CHALLENGES>
1. From the passage on men's and women's working hours, extract the part starting with "Figure 1. Example" and going on through "round 2 data.".
2. In the passage on men's and women's working hours, restate the paragraph that begins "One proximate cause might be" as a short bulleted list that keeps its main facts.
3. Proceed with the passage on men's and women's working hours, writing on from where it stops.

PASSAGE SHOWN>
******

One proximate cause might be men’s longer working hours. The ESS data contain the dichotomous variable ‘gender’ and the metric variable ‘total hours normally worked per week in main job, overtime included’. Assume that the latter measures all paid work and that Poland is our country of interest. Figure 1 presents the dispersion of Polish men’s working hours (left column) and Polish women’s working hours (right column). Each circle represents one or several persons. Their vertical dispersion indicates that working hours vary strongly. How can we translate this into one single measure of gender differences? The most common procedure is to compute the difference between men’s and women’s mean values. In Figure 1, the upper horizontal line marks the men’s mean, whereas the lower line marks the women’s mean. We call these values conditional means because their computation is conditional on the individuals’ values on the gender variable. Thus, working women’s mean value is smaller than working men’s mean value.

Figure 1. Example 1: Regression line based on simple linear regression analysis with gender as the independent variable and total number of hours worked per week in main job as the dependent variable. Polish ESS round 2 data.

******

DATA ROWS>

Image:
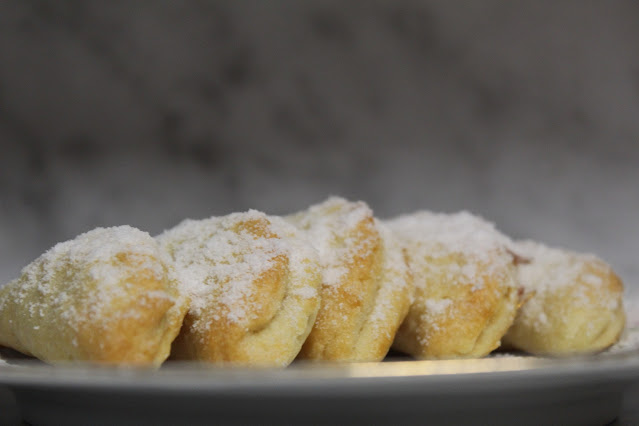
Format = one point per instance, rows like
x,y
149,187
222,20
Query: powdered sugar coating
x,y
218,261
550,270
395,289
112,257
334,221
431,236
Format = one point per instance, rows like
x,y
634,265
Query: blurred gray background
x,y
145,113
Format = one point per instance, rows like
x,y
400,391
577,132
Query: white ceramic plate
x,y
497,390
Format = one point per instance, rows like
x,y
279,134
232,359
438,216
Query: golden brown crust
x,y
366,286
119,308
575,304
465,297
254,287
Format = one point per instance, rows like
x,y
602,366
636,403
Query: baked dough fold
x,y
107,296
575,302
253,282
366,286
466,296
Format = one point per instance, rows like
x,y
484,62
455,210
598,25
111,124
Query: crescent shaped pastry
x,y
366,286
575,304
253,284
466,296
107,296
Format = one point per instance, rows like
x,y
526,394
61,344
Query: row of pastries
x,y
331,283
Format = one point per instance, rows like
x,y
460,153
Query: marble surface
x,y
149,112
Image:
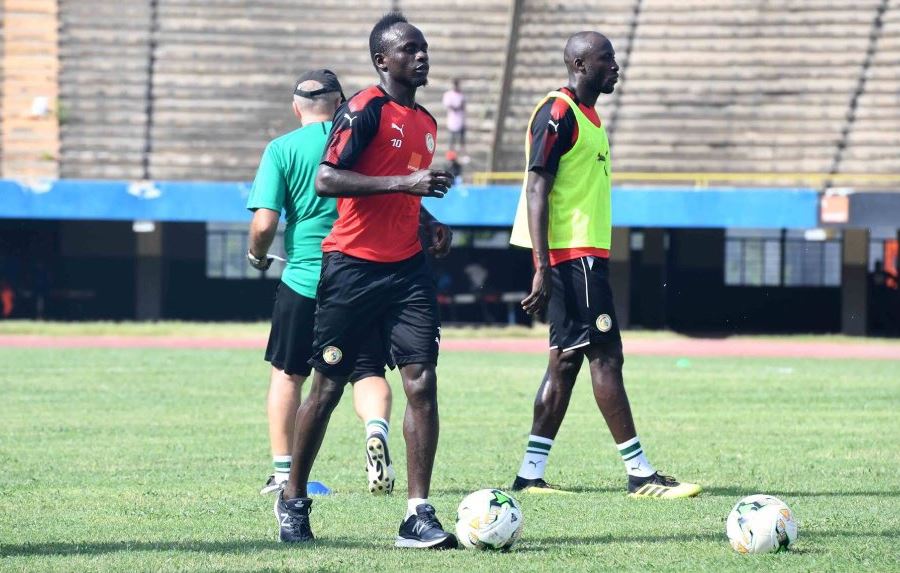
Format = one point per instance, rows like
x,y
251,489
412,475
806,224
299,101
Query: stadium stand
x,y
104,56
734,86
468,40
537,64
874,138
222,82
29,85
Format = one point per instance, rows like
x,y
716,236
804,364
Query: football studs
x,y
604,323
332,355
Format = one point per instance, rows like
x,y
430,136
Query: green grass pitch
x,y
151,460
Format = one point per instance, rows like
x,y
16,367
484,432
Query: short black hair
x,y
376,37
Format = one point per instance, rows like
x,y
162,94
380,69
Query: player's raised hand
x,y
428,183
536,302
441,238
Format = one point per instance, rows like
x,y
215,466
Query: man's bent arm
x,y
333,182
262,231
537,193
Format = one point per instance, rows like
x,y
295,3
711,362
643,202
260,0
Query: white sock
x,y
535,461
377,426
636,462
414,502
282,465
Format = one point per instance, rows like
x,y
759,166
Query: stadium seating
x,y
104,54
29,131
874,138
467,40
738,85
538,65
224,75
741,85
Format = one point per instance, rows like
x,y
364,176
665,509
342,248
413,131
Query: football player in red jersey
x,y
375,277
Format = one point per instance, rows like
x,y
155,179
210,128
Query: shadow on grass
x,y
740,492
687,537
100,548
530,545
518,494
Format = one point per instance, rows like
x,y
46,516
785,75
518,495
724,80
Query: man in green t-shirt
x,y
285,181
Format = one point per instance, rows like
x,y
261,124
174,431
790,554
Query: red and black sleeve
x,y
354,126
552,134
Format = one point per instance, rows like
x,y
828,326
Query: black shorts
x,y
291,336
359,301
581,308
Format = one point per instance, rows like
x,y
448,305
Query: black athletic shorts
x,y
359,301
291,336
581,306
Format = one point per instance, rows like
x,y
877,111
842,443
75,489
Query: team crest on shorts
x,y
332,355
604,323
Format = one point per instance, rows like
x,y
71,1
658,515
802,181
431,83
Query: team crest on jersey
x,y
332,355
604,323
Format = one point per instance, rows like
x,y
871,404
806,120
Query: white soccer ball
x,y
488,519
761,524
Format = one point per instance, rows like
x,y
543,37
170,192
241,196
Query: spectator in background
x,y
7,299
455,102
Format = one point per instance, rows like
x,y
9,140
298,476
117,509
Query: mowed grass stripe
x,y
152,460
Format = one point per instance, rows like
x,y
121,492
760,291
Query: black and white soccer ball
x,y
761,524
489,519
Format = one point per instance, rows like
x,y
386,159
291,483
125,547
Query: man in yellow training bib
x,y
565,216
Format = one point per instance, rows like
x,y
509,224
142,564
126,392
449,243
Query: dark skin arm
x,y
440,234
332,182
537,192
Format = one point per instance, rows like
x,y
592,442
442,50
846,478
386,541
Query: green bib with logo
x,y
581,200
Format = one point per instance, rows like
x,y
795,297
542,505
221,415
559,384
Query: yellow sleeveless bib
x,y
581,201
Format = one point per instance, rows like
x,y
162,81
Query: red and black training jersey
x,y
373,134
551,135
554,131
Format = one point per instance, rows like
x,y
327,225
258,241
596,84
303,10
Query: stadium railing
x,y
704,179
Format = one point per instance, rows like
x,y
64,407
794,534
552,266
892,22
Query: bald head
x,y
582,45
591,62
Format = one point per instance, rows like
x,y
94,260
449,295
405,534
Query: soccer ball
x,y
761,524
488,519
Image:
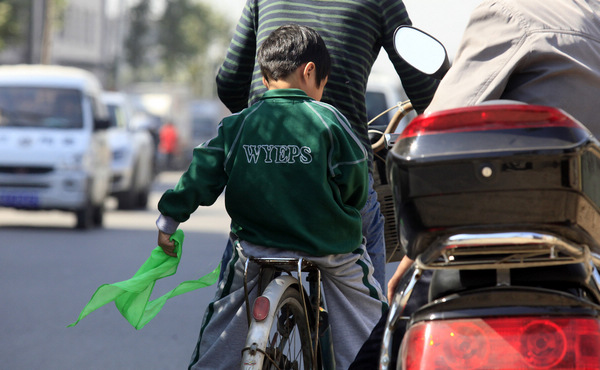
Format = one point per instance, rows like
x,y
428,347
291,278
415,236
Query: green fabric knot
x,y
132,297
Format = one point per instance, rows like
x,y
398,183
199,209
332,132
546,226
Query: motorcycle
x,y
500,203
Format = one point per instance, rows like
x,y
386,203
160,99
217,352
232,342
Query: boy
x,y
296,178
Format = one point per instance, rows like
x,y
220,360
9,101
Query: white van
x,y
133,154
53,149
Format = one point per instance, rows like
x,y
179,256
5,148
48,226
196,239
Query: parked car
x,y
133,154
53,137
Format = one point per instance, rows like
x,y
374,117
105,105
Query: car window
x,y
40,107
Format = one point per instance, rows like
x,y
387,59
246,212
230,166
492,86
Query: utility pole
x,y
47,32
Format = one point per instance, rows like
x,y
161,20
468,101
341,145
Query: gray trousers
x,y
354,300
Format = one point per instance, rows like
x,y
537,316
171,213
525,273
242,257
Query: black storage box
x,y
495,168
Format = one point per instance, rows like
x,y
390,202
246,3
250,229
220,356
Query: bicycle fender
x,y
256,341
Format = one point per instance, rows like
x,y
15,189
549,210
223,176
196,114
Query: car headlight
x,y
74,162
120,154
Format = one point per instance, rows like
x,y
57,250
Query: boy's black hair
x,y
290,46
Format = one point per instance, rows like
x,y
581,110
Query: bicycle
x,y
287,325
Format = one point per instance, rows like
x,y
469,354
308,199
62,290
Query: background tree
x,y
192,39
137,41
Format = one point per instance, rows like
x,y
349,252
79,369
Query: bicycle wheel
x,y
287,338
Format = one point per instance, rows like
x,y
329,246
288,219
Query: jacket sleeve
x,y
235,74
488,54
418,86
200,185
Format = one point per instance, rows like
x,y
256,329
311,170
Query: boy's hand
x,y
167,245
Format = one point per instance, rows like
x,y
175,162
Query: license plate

******

TASK RESPONSES>
1.
Figure 1. Example 1: Regression line based on simple linear regression analysis with gender as the independent variable and total number of hours worked per week in main job as the dependent variable. Polish ESS round 2 data.

2.
- Men's longer working hours may be one proximate cause of gender differences.
- The ESS data include a dichotomous variable, "gender," and a metric variable, "total hours normally worked per week in main job, overtime included," assumed to measure all paid work.
- Poland is the country of interest. Figure 1 shows the dispersion of Polish men's working hours in the left column and Polish women's in the right column.
- Each circle stands for one or several persons, and the vertical spread shows that working hours vary strongly.
- The usual single measure of the gender difference is the difference between men's and women's mean values.
- In Figure 1, the upper horizontal line marks the men's mean and the lower line marks the women's mean.
- These are called conditional means because they are computed conditional on the gender variable.
- Working women's mean is smaller than working men's mean.

3.
Rather than drawing two horizontal lines, however, we get an even more striking illustration of the difference between men and women by drawing a line between the mean point on the men’s column and the mean point on the women’s column. Such a line has been added in Figure 1. Now, the interesting thing here is that we get an identical line if we apply the ordinary least squares (OLS) method of linear regression analysis. Indeed, linear regression can be described as a method for establishing a linear relation between a set of units’ values on one or more independent variables and their mean values on a dependent variable. In this example, gender is the independent and hours worked the dependent variable.

Regression analysis does not add much to our understanding, however, if there is only one dichotomous independent variable. In such cases, a simple comparison of the two means will suffice. But the need for regression analysis as a simplifying device increases if there is more than one independent variable or if the independent variable has more than two values. In the latter case, the line that connects the conditional means may be bumpy rather than straight and simple, and in that case it can not longer be conceived as a convenient representation of the relation between the variables. This, and the use of a regression line to make things simpler, is illustrated by our second example.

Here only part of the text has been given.